====== Supplied records

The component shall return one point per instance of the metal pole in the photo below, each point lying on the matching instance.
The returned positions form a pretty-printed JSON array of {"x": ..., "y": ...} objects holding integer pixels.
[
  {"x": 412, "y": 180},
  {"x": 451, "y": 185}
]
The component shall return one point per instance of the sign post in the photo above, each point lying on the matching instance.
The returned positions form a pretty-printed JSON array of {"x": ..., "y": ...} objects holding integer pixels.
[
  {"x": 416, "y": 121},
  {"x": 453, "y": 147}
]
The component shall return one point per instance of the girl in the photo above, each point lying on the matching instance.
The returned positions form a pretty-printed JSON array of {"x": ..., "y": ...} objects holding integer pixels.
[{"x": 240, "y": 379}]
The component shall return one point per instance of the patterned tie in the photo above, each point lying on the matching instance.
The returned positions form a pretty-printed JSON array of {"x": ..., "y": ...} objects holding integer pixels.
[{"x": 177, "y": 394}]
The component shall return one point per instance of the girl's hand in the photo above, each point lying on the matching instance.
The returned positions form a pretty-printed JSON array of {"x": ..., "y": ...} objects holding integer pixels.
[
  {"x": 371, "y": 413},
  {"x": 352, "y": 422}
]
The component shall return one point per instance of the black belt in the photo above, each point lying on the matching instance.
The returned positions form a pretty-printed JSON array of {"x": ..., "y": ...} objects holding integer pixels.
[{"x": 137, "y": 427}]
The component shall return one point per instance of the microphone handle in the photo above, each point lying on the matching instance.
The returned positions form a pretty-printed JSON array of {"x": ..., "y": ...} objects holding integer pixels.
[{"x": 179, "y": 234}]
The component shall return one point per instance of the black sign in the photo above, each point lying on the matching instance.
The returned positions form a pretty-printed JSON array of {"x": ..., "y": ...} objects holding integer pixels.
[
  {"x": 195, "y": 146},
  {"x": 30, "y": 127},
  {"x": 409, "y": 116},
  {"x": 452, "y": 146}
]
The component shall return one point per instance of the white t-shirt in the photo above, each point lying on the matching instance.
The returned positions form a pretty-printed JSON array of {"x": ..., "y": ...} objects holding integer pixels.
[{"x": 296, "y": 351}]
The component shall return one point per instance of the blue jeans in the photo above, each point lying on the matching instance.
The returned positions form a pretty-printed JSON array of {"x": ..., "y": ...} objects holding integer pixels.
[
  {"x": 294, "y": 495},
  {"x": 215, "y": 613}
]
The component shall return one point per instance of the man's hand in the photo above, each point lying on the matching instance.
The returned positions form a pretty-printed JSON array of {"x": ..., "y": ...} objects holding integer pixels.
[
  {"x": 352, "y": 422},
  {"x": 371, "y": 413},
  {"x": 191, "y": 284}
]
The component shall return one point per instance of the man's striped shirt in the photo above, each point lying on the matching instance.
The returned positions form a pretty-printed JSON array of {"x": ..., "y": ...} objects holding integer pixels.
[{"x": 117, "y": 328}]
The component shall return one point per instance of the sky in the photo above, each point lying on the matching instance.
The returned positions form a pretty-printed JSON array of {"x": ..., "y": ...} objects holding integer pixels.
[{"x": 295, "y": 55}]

============

Exercise instructions
Report the number of lines in the records that include the string "above", and write no other words.

Result for this exercise
12